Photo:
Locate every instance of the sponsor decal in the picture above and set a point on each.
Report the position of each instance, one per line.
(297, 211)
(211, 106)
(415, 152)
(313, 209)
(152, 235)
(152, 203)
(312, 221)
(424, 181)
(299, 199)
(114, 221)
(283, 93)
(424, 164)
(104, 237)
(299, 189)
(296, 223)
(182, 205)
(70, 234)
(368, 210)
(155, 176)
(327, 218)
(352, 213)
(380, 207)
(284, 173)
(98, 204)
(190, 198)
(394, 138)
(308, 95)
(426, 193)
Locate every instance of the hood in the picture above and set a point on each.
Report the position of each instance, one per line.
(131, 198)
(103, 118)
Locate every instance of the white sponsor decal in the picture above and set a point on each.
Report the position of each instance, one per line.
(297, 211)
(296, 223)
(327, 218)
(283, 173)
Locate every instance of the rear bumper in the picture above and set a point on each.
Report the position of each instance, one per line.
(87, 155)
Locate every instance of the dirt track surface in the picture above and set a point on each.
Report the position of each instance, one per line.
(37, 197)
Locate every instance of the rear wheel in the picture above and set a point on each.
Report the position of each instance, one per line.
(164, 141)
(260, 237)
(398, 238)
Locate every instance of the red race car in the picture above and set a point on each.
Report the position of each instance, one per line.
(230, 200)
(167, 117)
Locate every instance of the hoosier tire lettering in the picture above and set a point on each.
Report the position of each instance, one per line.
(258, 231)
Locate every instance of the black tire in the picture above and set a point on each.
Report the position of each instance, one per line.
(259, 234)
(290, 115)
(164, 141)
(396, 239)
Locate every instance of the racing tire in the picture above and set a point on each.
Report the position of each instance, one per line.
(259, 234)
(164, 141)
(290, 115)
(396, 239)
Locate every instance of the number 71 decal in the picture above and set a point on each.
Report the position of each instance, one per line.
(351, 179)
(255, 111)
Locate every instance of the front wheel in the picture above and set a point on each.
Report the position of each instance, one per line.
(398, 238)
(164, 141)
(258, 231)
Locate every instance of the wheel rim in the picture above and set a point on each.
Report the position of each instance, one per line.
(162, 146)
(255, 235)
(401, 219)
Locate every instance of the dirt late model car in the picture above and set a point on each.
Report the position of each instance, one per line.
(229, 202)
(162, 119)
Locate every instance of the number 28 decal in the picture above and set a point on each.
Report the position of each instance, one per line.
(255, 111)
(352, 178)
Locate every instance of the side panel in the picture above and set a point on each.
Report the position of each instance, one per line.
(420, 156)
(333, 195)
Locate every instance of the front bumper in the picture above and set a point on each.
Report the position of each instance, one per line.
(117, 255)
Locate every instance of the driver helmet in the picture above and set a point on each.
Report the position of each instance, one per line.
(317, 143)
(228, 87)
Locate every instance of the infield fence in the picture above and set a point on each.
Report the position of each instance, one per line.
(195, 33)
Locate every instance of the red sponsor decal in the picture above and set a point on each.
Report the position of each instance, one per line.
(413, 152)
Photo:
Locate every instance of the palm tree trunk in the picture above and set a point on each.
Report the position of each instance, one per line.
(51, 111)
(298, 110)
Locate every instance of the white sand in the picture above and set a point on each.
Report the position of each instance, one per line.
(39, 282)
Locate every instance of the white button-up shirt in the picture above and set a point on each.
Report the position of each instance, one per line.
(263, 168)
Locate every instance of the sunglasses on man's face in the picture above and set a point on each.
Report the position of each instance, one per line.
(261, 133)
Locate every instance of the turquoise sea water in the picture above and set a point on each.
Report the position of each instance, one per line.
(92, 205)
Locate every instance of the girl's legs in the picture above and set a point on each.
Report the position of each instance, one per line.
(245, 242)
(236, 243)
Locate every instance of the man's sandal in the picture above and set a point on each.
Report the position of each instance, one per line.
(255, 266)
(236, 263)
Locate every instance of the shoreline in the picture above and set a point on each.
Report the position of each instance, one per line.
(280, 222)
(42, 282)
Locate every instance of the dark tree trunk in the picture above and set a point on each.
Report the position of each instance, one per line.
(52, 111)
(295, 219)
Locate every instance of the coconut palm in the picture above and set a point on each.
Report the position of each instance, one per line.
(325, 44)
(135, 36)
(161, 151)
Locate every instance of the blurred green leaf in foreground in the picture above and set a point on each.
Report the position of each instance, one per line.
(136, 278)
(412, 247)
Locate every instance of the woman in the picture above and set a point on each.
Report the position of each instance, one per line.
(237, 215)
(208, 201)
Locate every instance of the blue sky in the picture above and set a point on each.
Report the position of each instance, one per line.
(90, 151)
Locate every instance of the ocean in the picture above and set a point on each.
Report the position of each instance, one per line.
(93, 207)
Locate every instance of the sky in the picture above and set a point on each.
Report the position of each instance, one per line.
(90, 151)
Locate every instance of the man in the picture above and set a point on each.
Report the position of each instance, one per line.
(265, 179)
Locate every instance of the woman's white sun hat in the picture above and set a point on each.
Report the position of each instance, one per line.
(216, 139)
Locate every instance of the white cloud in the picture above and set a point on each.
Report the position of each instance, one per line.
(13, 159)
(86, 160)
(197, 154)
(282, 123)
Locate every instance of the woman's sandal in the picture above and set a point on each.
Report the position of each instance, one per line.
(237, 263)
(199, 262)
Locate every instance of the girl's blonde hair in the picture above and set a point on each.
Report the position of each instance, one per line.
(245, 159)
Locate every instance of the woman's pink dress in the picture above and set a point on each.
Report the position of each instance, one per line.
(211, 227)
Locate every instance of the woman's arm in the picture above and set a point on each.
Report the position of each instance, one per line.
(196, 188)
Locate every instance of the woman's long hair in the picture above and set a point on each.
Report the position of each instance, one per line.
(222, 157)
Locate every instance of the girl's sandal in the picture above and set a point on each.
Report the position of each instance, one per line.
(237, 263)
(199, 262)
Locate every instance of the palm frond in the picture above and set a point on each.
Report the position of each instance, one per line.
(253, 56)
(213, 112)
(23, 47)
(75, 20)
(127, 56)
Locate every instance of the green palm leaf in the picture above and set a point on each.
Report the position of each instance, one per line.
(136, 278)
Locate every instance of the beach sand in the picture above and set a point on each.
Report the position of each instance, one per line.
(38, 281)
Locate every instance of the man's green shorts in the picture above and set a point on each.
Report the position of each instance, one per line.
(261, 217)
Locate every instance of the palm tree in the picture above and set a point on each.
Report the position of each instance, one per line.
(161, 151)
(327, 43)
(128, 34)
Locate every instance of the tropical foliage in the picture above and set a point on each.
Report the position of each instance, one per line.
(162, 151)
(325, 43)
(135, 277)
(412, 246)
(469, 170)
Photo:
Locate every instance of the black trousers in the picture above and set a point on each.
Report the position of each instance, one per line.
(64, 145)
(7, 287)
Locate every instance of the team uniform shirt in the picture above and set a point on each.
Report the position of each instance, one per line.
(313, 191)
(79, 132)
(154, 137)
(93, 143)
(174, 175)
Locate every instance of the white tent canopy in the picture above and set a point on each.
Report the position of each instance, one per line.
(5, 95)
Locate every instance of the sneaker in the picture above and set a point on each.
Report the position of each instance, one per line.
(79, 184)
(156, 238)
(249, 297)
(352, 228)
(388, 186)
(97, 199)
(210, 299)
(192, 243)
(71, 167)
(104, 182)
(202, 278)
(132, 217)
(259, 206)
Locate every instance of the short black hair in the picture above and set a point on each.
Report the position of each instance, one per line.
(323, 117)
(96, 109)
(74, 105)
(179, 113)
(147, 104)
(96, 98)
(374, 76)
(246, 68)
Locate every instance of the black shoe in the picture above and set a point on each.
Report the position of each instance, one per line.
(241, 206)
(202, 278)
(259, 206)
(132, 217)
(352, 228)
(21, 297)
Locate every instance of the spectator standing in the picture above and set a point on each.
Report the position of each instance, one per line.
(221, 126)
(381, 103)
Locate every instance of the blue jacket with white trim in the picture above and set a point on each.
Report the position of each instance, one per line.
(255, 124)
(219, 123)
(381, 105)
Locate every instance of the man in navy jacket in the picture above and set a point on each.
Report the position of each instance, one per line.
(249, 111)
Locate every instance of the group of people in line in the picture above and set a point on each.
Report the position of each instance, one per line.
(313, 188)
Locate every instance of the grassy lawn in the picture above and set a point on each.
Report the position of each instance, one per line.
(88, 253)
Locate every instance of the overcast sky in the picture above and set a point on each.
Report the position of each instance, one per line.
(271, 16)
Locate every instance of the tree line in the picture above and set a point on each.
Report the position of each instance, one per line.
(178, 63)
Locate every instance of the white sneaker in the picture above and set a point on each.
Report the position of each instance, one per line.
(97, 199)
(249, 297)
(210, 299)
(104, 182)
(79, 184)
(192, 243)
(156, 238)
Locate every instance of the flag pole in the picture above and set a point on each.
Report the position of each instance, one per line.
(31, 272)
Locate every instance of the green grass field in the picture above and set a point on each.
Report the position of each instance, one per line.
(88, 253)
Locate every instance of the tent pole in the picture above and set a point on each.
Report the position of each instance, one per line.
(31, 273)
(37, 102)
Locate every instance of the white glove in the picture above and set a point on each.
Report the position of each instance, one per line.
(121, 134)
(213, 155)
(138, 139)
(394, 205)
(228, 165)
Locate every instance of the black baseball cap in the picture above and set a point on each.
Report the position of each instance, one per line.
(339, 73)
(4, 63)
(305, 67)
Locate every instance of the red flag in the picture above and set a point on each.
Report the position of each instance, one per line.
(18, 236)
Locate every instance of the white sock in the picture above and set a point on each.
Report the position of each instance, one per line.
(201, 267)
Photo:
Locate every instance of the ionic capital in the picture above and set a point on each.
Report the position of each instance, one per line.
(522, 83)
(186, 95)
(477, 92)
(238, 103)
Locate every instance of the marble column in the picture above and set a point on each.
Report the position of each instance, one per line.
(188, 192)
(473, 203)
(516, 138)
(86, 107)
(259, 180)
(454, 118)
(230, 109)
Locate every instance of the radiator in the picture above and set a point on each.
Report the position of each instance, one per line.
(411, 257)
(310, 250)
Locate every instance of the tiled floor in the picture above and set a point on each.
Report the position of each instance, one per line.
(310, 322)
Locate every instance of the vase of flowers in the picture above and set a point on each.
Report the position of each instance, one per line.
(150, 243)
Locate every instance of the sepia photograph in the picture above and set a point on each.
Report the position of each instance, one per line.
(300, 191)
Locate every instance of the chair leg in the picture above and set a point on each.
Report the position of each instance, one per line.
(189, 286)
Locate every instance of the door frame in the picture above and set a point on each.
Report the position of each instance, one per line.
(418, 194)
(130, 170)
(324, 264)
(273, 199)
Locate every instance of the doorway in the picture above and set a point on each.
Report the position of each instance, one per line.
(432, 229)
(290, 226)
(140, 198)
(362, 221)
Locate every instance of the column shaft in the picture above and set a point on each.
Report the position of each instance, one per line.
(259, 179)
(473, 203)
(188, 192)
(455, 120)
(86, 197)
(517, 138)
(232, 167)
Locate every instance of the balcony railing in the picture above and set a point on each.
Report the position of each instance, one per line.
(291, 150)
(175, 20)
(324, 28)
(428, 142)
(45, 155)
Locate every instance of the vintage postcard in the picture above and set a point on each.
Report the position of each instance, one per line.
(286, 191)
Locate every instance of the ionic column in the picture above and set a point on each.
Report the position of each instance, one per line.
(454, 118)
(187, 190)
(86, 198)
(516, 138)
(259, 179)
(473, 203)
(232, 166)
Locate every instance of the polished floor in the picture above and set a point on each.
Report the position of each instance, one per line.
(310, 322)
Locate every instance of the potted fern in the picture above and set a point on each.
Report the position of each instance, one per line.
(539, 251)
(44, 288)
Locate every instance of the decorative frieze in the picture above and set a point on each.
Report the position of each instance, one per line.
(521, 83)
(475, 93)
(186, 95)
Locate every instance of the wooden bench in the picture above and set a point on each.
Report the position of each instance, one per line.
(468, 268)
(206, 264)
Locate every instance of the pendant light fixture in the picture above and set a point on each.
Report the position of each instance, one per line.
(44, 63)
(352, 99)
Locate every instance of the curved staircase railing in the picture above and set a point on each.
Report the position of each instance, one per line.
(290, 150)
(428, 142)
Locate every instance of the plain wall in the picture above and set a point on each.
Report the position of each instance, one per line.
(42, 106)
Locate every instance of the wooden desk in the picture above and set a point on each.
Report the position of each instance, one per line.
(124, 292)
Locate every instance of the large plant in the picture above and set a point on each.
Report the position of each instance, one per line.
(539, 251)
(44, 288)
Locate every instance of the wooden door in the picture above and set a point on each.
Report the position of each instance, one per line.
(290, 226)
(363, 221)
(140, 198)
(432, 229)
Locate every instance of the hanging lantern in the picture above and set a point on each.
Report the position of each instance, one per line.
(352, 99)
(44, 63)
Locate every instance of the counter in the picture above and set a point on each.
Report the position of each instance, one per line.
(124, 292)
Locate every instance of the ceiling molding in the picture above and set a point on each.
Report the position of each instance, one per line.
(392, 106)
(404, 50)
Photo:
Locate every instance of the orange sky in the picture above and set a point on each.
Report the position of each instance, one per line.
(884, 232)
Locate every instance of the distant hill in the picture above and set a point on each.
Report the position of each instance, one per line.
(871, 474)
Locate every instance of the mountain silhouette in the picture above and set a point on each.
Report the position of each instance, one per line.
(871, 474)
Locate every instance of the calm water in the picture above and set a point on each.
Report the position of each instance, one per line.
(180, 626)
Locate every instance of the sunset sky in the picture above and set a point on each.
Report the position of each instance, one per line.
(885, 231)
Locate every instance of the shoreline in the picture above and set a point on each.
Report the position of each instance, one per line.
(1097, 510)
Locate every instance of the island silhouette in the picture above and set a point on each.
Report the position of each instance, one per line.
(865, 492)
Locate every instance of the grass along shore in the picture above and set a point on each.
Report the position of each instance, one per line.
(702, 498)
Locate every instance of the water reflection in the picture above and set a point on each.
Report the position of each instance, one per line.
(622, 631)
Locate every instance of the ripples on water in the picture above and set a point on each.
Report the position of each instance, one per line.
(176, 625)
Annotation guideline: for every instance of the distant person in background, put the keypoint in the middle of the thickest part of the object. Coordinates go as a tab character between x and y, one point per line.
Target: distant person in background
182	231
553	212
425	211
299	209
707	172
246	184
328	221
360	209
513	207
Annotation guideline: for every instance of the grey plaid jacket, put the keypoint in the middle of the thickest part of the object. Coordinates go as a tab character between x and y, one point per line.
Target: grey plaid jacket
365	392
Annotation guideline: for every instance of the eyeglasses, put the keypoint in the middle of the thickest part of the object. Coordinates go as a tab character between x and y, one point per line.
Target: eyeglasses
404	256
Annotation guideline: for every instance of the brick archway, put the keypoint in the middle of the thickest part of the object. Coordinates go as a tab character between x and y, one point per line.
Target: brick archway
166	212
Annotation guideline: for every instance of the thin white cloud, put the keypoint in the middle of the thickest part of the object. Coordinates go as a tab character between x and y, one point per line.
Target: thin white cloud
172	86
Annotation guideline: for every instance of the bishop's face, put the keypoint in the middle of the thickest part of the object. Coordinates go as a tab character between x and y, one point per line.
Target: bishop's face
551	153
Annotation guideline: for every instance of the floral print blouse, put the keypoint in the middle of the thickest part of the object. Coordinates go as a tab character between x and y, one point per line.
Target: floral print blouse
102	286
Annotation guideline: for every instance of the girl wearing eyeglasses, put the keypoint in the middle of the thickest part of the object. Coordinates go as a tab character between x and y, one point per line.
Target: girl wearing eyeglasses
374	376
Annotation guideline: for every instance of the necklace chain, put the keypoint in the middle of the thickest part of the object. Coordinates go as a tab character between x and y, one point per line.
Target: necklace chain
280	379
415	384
==========
• [PROBLEM TO WORK ON]
Please copy the material from the line containing "Annotation guideline: for every instance of the bishop's" through its last line, swapping "keypoint" for "marker" and keeping everything else the same.

• [SOLUTION BELOW]
Annotation guideline: for every instance of the bishop's face, put the marker in the middle of the thickest part of the object. Coordinates go as a tab character between x and y, one point per line.
Target: bishop's face
551	153
Annotation guideline: for every instance of the floral print blouse, put the marker in the middle of the thickest part of the object. Coordinates go as a tab character between x and y, one point per line.
Target: floral print blouse
102	286
Annotation guideline: for every instance of the girl wearing eyeglasses, put the marker in the middle of the thickest part of the object. Coordinates go as a tab character between x and y, one point per line.
Target: girl wearing eyeglasses
374	376
Annotation guideline: for every instance of the necklace chain, put the marker in the middle of the thickest part of the object. Coordinates go as a tab character between x and y, one point per line.
Target: necklace chain
280	379
415	384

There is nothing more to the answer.